Report every line of the entries that contains the word "gift".

..........

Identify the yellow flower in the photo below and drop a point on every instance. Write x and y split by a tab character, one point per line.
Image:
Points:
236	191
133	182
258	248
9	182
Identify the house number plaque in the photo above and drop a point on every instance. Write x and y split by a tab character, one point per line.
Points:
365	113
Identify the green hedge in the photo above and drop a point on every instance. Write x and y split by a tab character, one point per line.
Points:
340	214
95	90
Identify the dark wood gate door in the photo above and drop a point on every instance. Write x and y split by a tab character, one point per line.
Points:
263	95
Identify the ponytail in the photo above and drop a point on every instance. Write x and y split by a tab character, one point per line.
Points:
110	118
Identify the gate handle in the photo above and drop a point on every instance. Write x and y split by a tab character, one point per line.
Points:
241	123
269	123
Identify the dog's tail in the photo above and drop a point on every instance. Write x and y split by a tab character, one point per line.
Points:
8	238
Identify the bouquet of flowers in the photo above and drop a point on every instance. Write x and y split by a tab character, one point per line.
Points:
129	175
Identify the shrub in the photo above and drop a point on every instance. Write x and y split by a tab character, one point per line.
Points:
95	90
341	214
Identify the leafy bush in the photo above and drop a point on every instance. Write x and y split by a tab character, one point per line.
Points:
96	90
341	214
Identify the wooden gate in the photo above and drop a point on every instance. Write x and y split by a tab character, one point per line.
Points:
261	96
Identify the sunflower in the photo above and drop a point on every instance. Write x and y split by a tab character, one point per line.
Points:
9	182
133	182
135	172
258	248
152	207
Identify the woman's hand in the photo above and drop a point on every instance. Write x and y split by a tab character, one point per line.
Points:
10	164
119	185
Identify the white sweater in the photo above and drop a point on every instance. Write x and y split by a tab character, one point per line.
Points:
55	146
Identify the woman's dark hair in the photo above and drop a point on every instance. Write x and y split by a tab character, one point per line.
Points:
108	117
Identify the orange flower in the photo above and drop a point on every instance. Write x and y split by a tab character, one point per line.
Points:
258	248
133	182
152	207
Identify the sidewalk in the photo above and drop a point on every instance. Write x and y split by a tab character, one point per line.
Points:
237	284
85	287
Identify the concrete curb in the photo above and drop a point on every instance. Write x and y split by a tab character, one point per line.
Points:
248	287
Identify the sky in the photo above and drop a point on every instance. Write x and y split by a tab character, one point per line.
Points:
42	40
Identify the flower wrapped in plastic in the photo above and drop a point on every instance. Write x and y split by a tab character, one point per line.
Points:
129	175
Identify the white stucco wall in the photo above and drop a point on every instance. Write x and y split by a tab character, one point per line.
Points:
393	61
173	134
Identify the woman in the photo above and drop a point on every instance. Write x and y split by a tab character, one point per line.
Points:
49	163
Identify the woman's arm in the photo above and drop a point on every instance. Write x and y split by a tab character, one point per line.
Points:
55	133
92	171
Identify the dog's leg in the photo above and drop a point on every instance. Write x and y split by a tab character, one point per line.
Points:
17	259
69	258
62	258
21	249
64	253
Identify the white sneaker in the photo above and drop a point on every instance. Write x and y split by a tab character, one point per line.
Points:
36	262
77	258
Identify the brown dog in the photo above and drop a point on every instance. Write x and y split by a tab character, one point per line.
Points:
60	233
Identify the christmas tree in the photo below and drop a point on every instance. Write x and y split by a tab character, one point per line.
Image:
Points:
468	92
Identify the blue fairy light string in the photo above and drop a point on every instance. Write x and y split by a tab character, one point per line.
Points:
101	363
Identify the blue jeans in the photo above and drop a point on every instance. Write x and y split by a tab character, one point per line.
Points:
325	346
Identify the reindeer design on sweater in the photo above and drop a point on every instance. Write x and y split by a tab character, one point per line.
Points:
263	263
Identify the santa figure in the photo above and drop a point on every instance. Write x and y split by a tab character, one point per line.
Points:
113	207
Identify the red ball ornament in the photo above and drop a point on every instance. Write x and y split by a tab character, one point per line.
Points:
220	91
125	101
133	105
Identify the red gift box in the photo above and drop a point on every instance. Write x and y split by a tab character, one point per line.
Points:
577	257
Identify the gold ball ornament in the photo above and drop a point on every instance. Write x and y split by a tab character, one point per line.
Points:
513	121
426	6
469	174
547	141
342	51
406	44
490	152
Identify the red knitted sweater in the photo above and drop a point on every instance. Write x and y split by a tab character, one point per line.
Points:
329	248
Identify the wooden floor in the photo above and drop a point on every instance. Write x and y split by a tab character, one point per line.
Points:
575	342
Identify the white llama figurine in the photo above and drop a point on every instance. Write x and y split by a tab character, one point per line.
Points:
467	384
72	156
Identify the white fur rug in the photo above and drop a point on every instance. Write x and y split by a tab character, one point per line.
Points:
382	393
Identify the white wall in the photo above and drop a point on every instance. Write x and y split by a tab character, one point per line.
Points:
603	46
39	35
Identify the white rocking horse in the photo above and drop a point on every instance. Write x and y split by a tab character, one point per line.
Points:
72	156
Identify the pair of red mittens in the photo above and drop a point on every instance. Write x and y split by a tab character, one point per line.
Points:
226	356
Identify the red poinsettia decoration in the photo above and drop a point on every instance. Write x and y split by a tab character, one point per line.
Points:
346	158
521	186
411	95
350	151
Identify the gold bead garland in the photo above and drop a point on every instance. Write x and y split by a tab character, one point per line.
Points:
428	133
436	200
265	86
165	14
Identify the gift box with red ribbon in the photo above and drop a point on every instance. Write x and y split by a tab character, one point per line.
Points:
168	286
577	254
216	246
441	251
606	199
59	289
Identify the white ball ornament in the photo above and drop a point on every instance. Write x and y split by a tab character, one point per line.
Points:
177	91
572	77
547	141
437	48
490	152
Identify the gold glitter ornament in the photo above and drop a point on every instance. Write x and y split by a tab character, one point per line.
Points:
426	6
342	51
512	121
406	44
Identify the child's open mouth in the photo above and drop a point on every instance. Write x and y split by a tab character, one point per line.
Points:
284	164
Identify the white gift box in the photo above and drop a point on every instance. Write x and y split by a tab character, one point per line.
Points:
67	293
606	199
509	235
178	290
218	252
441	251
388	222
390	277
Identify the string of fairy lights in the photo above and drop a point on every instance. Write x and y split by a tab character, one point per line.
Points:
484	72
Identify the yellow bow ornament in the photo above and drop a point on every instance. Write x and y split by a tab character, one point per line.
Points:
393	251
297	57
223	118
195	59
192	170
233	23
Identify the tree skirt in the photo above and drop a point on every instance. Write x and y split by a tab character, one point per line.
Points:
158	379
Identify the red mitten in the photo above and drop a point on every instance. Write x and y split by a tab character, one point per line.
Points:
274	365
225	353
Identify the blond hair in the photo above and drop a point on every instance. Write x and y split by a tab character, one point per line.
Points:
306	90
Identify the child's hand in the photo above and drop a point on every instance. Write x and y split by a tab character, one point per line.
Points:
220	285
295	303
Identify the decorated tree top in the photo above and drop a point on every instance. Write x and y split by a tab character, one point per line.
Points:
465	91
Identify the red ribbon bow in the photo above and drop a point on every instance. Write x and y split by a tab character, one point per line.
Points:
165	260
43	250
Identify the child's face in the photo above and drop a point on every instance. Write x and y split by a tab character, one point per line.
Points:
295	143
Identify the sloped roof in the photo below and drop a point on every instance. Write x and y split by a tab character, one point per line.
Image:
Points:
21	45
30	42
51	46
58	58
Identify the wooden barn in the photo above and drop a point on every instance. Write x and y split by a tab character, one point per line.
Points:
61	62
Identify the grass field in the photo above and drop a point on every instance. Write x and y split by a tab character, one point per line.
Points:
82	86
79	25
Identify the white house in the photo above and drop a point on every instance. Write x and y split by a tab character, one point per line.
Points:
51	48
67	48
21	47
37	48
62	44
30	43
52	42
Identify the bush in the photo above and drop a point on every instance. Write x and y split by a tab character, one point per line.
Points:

..........

■ **SOLUTION TO THIS TASK**
Identify the red gift box in the photo above and drop a point on every instance. Write x and y split by a tab character, one point per line.
Identify the gift box with red ribbon in the photo above and drop a point on every instance. Write x and y split by a tab character, one point per line.
Identify the white gift box in the photo above and drop a point on every instance. Write x and y split by a tab character, one point per line.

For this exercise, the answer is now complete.